Information, media sectors beat out financial services in 1Q office leasing

Smaller deals account for bulk of leasing volume year-to-date, Cushman says

TRD New York /
Apr.April 03, 2012 01:00 PM

The information and media sectors took over for financial services as the most active sector in office leasing in Manhattan in the first quarter of 2012, according to Joseph Harbert, COO of Cushman & Wakefield. Harbert announced the trend at a Cushman commercial outlook breakfast this morning at Michael’s restaurant, off Fifth Avenue.

Information and media, which includes the technology sector, accounted for 27.8 percent of office leasing in the first quarter by square footage, according Cushman’s figures, whereas financial services accounted for only 26.3 percent. This marks the first time the media sector has overtaken Wall Street in leasing activity since Cushman began recording numbers, in 1999, Harbert said.

Last year in the first quarter, information and media accounted for 11.6 percent of leasing, and financial services 20.8 percent.

“New York is not just a financial town anymore,” said Ken McCarthy, senior economist and senior managing director at Cushman. “While it is and always will be an important financial capital, we’ve diversified into many other industries and have seen growth in technology, professional services, education and health, leisure and hospitality.”

But while the Midtown South market still boasts the nation’s lowest vacancy rate, at 5.9 percent, down from 6.4 percent a quarter earlier, in the “overall… marketplace, we’re kind of at equilibrium,” Harbert said.

Perhaps a symptom of the end of financial services’ supremacy, smaller leases accounted for much of the leasing activity in the first quarter, brokers said. Only 13 deals of at least 100,000 square feet were completed in the first quarter, and the number of deals in the 10,000- to 25,000-square-foot range represented 32.7 percent of the total number of transactions, up from 21.1 percent year-over-year.

On the whole, brokers lamented a sluggish market at the breakfast, but said they anticipated a much stronger second half of the year in 2012.

Overall leasing activity slowed in the first quarter, with 5.8 million square feet leased, according to Cushman’s statistics, down 24 percent from 7.6 million square feet in the first quarter of 2011. But, the average asking rent for Manhattan office space hit $58.90 per square foot at the end of March — an increase of 7.6 percent year-over-year. The three major submarkets – Midtown, Midtown South and Downtown – all saw increases, of 1.9 percent, 5.6 percent and 0.8 percent, respectively.

· · ·

Required work:
a: Transcribe everything in the Manhattan office leasing article from "On the whole, brokers" down to "0.8 percent, respectively.".
b: Answer these questions using the Manhattan office leasing article:
(i) What position does Joseph Harbert hold at Cushman & Wakefield?
(ii) What vacancy rate does the Midtown South market have?
(iii) How many square feet of office space were leased in the first quarter, according to Cushman's statistics?

· · ·

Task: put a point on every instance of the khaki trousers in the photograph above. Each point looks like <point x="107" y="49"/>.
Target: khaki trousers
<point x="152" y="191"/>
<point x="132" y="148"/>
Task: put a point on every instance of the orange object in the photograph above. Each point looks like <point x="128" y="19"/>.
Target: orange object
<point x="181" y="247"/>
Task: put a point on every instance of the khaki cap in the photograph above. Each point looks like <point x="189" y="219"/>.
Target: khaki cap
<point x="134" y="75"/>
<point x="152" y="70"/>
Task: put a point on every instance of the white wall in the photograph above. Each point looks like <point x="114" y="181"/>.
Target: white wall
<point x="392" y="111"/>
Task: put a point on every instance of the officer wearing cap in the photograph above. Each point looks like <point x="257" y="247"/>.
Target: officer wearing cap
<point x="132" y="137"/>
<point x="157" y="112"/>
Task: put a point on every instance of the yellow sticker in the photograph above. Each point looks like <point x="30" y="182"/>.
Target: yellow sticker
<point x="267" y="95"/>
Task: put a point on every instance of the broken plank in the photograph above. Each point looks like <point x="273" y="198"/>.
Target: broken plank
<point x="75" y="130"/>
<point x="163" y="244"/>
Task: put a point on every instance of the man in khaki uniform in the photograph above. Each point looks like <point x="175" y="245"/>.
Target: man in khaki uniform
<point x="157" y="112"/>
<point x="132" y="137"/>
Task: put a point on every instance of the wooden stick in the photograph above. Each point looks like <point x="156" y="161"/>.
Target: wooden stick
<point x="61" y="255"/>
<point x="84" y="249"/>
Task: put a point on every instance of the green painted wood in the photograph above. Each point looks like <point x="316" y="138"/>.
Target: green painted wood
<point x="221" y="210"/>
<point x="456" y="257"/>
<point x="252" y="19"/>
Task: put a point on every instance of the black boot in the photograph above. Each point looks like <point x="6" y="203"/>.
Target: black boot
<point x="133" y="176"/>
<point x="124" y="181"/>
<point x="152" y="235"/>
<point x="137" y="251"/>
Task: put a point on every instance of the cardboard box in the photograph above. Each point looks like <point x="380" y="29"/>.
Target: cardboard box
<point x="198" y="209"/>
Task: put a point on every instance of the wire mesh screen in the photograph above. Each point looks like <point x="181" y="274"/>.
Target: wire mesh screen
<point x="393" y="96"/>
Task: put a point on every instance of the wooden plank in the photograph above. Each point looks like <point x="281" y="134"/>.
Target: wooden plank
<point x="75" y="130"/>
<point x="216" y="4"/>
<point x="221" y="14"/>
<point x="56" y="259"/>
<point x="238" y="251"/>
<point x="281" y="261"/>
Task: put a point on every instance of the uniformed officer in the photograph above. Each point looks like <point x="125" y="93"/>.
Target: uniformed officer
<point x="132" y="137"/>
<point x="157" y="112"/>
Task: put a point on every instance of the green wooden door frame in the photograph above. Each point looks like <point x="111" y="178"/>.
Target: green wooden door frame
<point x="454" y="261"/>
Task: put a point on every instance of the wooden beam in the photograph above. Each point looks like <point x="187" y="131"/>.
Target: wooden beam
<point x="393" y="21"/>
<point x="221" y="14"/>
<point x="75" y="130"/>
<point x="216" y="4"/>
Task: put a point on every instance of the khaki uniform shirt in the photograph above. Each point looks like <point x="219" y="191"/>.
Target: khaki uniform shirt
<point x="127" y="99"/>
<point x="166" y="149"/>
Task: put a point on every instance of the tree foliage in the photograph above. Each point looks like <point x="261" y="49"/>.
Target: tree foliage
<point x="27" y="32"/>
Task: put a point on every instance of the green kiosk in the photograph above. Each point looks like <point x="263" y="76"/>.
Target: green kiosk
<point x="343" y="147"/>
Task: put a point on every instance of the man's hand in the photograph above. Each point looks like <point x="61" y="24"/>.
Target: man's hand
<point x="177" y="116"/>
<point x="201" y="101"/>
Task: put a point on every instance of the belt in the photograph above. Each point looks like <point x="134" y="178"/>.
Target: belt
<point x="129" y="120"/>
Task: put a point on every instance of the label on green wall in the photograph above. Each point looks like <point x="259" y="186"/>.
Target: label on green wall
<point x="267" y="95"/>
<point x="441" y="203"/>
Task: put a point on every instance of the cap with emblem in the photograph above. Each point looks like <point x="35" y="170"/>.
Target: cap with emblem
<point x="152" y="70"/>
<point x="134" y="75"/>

· · ·

Numbered answers:
a:
On the whole, brokers lamented a sluggish market at the breakfast, but said they anticipated a much stronger second half of the year in 2012.

Overall leasing activity slowed in the first quarter, with 5.8 million square feet leased, according to Cushman’s statistics, down 24 percent from 7.6 million square feet in the first quarter of 2011. But, the average asking rent for Manhattan office space hit $58.90 per square foot at the end of March — an increase of 7.6 percent year-over-year. The three major submarkets – Midtown, Midtown South and Downtown – all saw increases, of 1.9 percent, 5.6 percent and 0.8 percent, respectively.

b:
(i) He is the COO.
(ii) 5.9 percent.
(iii) 5.8 million square feet.